(WHAT THE TASK REQUIRES)
Transcribe the listing exactly, leaving out every picture.

(INFORMATION)
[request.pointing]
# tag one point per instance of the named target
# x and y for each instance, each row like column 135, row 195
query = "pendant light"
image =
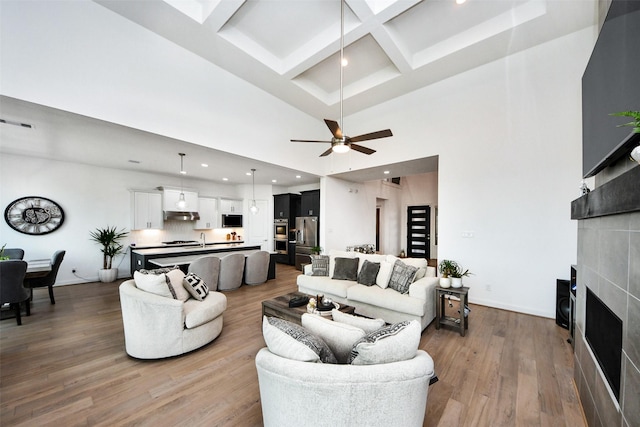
column 181, row 204
column 254, row 209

(EXERCISE RESPONSE)
[request.pointing]
# tag one point per instance of the named target
# x and y for each instance, each row like column 135, row 195
query = "pendant light"
image =
column 181, row 204
column 254, row 209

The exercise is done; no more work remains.